What you should do:
Find the line containing "Where can you see the white blaze". Retype it and every line after it through the end of the entries, exactly as written, with nothing added.
::: Provided records
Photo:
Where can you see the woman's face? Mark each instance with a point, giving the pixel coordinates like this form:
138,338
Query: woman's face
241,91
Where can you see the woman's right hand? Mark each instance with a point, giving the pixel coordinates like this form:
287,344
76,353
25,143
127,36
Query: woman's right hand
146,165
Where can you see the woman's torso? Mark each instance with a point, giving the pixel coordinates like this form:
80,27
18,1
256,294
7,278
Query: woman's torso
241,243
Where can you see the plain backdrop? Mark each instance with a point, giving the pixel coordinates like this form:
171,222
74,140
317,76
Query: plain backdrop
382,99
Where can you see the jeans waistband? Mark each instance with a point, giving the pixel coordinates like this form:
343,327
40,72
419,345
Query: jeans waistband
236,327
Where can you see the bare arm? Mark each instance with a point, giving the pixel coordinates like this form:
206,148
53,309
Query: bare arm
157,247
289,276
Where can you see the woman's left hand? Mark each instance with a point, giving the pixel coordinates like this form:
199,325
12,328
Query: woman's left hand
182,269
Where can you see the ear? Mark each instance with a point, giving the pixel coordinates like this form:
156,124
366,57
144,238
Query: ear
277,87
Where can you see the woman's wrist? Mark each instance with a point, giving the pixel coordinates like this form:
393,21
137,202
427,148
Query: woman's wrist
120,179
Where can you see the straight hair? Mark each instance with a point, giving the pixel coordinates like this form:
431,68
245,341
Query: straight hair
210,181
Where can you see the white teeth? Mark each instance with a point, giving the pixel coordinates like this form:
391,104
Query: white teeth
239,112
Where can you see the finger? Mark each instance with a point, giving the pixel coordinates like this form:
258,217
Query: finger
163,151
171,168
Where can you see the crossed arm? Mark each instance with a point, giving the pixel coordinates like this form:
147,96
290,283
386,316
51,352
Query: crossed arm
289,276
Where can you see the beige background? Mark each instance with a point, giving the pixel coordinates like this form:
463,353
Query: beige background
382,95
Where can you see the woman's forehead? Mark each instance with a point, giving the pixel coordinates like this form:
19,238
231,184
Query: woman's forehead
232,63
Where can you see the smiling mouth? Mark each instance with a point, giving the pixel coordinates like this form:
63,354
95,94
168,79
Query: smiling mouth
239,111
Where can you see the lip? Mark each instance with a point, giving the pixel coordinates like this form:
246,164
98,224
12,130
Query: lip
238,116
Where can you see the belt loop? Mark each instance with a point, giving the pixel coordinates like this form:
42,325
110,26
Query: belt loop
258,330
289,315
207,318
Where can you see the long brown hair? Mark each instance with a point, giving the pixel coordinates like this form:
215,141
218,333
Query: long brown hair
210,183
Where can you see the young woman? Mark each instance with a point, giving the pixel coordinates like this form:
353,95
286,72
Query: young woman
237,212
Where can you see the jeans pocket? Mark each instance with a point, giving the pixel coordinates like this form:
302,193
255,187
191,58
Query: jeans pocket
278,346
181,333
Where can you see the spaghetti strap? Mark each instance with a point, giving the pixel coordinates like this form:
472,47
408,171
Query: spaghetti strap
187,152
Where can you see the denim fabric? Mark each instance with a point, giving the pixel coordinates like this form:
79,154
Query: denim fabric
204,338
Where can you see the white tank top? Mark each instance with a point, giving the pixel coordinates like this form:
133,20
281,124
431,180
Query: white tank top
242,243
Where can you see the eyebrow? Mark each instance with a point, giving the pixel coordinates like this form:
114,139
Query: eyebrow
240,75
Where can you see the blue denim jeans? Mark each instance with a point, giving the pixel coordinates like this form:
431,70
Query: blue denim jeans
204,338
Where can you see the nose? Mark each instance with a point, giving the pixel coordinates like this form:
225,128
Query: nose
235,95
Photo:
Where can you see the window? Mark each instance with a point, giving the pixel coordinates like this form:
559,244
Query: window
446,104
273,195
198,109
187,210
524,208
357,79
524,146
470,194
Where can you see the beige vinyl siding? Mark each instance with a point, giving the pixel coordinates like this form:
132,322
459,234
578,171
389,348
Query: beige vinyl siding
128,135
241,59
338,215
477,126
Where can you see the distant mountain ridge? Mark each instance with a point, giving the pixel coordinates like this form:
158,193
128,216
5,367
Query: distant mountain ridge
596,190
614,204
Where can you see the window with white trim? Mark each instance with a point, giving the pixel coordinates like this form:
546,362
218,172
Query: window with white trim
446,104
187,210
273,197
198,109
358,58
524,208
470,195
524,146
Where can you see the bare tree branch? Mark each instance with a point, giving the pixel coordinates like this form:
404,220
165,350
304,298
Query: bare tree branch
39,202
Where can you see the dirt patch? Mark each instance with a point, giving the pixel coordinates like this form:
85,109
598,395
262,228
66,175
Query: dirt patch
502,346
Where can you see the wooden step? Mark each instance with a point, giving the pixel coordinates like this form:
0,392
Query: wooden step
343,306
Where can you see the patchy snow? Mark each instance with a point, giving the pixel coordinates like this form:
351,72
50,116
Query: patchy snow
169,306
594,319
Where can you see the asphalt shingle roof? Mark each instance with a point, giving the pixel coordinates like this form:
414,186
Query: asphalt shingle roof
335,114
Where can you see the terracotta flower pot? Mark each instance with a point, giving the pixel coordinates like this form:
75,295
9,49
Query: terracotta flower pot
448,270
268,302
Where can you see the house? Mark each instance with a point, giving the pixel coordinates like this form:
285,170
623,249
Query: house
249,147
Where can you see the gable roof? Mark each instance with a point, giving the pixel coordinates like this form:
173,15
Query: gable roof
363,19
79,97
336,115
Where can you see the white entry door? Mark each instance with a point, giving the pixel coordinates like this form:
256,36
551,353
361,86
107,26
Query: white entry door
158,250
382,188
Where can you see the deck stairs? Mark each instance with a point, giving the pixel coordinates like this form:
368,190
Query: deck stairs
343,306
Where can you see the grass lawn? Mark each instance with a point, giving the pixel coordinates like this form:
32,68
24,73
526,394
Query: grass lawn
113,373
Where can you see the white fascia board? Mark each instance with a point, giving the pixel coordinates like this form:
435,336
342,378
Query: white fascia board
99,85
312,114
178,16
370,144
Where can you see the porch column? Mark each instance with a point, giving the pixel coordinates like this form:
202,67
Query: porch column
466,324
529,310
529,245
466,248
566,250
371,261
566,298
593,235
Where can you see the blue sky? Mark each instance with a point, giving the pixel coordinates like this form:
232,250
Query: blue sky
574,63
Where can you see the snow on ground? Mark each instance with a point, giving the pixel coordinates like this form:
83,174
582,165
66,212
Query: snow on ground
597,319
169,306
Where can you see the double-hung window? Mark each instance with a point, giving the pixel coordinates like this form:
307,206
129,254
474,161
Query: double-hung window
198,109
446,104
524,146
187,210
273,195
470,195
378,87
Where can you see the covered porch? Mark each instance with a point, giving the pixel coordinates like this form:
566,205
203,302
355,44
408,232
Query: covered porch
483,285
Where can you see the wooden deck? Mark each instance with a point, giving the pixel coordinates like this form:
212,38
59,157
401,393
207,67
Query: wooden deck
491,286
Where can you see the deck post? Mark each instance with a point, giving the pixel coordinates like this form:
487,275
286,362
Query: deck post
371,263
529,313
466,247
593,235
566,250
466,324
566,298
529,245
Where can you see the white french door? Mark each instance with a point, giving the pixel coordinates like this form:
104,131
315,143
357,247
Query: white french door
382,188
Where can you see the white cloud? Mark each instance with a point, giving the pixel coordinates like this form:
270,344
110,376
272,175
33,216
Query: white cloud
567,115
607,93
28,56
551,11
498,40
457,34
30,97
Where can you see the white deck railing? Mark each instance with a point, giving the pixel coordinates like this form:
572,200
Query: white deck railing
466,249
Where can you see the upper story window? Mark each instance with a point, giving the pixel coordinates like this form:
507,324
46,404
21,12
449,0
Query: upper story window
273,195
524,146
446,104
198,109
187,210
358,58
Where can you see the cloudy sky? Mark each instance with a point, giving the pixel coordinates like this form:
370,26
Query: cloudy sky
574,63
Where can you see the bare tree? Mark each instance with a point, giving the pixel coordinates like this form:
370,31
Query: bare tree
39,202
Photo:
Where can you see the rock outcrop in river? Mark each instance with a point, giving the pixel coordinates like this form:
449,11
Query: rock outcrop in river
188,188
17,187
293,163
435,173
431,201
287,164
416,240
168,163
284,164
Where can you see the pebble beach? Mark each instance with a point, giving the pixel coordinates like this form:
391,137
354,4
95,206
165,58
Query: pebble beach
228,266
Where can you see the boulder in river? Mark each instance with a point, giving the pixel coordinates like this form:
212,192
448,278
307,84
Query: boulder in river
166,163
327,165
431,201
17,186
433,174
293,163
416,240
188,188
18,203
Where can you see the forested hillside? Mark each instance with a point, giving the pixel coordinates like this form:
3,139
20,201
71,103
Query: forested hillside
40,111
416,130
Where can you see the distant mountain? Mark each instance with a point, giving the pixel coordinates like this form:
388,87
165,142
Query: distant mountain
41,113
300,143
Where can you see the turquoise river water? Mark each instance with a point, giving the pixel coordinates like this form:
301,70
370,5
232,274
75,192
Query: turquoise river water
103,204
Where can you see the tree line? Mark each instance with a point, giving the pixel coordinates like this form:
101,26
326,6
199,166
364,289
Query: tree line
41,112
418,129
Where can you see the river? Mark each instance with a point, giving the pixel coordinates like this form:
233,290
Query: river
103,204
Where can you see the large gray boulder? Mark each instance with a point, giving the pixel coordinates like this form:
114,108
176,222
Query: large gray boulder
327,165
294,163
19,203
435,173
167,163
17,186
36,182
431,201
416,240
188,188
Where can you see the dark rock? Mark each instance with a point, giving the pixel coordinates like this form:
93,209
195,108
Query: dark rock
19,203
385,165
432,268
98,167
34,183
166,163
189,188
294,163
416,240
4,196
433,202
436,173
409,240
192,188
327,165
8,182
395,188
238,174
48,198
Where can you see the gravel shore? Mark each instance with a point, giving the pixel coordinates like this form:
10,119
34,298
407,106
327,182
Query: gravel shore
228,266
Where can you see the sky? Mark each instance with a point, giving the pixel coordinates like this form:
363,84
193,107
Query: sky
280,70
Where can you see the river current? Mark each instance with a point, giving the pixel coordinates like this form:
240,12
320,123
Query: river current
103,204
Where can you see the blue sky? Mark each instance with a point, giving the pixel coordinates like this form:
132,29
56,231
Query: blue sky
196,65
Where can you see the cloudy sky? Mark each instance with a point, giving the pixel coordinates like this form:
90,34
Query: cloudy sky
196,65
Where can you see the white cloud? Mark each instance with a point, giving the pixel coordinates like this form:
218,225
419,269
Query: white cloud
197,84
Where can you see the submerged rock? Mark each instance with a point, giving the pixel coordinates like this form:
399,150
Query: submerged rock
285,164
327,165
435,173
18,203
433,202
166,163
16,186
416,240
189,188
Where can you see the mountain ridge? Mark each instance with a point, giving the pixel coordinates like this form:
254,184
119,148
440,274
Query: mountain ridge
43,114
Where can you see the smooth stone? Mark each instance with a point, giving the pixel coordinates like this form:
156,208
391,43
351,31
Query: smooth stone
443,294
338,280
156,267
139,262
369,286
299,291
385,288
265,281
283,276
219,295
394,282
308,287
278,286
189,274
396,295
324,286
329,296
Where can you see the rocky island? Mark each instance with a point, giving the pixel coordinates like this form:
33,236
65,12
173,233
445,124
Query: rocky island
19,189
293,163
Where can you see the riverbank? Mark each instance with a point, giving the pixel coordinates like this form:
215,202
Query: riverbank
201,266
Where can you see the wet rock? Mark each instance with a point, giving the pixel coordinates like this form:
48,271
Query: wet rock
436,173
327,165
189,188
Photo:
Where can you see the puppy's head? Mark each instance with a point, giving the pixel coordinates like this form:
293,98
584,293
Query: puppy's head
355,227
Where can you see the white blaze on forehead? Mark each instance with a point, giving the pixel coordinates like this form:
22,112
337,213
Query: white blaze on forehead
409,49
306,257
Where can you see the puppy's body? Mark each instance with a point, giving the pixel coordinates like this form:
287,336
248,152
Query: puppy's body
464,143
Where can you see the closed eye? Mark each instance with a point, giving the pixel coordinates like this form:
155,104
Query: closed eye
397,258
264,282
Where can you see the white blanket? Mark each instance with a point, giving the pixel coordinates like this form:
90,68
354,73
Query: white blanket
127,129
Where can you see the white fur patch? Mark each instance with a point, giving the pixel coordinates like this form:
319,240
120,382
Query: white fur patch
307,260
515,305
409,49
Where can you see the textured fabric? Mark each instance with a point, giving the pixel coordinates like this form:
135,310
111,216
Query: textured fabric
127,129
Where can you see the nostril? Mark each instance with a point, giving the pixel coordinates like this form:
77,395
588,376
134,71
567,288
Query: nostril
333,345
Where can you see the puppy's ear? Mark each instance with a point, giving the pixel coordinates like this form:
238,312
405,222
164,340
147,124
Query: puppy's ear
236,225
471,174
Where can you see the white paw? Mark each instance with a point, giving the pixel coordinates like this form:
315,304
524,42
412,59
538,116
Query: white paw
::::::
Solution for this exercise:
Where can you see the white blaze on forehead? Mark each instance with a point, giving the pixel coordinates like this form:
22,112
337,213
Query: white blaze on forehead
409,49
306,257
Where can you see the puppy's body? Mark each instance with a point, giving the pixel coordinates like this form:
287,336
248,152
Query: puppy's body
464,143
Where can you see the closed eye? Mark each instance with a point, giving the pixel coordinates like this form:
155,104
Query: closed eye
397,258
264,282
Where can you see the white blanket? Mark each instance with a point, giving the pixel coordinates like this form:
90,68
354,73
Query: white blanket
127,129
Where can you see the white fur patch? Mark each instance with a point, giving the pixel coordinates like this form:
319,240
120,382
Query: white fur patch
307,260
515,305
409,49
Where can you see the textured fabric? Mark each instance with a point, giving the pixel coordinates like this form:
135,310
111,216
Query: textured fabric
127,129
Where can you see the nostril? Mark each instance with a point, giving the pixel coordinates like this form:
77,395
588,376
134,71
567,288
Query: nostril
333,345
Where can you see the puppy's ear? Mark each instance with a point, giving the pixel coordinates like this form:
238,312
405,222
164,340
147,124
Query: puppy's ear
236,225
471,174
Where can you see the white paw? Mark each instance with a point, giving the pixel coordinates like this form:
315,304
524,42
412,59
538,116
Query: white paw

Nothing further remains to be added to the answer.